## DESCRIPTION OF THE TASK
Could you pick up the article on ASRI's work against deforestation in western Borneo and carry it on from its last sentence?
------ READING TEXT ------
Health In Harmony’s mission and that of their Indonesian partner, Alam Sehat Lestari (ASRI), is a difficult one—stopping forest loss in western Borneo, a region with one of the world’s highest deforestation rates. As planetary health professionals, we seek solutions that address the underlying social conditions that lead to forest loss. But those social factors are complicated, involving issues like government policy, population growth, poverty, indigenous rights, gender equality, and education. Tackling such a complex problem requires comprehensive and flexible solutions and more than a bit of creativity.
Focusing on the area around Gunung Palung National Park, ASRI uses a 5-pronged approach that combats deforestation on multiple fronts.
1. Monitor: To understand the problem and inform our actions, we first gauge the extent of forest loss and its causes. We make regular visits to communities that border the park to check for evidence of deforestation, like farm clearings, logging roads, and sawmills. We also cultivate a network of locally recruited forest guardians who update us about forest clearing activities and conditions in their neighborhoods. We back up these efforts by using satellite images to measure forest loss in each village and throughout the park. Finally, we survey households across the region to learn about changing social and economic conditions. Combining all these methods—site visits, local partners, satellite imagery, and surveys—gives us a complete picture of where the damage is being done and why.
2. Provide healthcare: ASRI’s defining innovation is to reduce deforestation by providing healthcare to communities. When we began working here a decade ago, medical expenses were one of the main pressures driving communities to log within the national park. The only hospitals were expensive and far away. In a medical emergency, families were driven to poach timber to cover the costs of travel and treatment. Today we operate a nearby clinic that meets the health needs of local communities, reducing the costs of treatment and the pressure to log. In addition to providing low-cost healthcare to anyone who needs it, we give additional discounts of up to 70% to villages that work with us to stop illegal logging. Our aim is to turn the financial incentive on its head—instead of logging to pay for medical treatment, communities can now save money by giving up logging altogether.
3. Find alternative livelihoods: Many people who clear forests do so because they lack access to more sustainable jobs. We respond to this need through programs that provide training, assistance, and money to people who want to switch careers. Through our organic farming program, for example, we train former loggers and other community members to make a living without clearing forests or using chemical fertilizers and pesticides. At the same time, our kitchen gardens program empowers housewives to better feed their families and earn extra income by growing organic produce. Our newest initiative, the chainsaw buyback entrepreneurship program, targets logging couples who want to start their own businesses. We buy their chainsaws, develop business plans for both husband and wife, and provide no-interest funds to get their business ideas off the ground. With just a small investment, several loggers and their wives have already become café or restaurant owners, farmers, barbers, and traders. All these programs operate on the idea that slowing deforestation is sometimes as easy as giving people a choice.
------ DATA SHOWN ------
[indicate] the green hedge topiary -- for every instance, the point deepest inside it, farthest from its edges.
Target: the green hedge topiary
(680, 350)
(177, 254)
------
## RESPONSE AREA
4. Educate: Perhaps the most impactful action we can take in the long term is to teach future generations to value the natural world. Few adults in our area have access to higher education, and many have not progressed beyond primary school. Education gaps translate into poor economic opportunities and reduced environmental awareness, driving people to clear forest to make a living. We fill these gaps by operating conservation education programs tailored to all ages. Our clinic patients watch videos about forest conservation in the waiting room, posters in the clinic hallways highlight local biodiversity, and we visit rural communities to teach families about the links between human and environmental health. We also partner with primary schools to teach a three-month environmental education curriculum, the ASRI Kids course, which includes field trips to the national park. Our newest education initiative, ASRI Teens, provides advanced learning and volunteer opportunities for middle and high school students. Finally, every year we provide paid conservation internships to local university students. Taken together, our education programs increase environmental awareness and improve economic opportunities for the communities who have the most to lose from deforestation.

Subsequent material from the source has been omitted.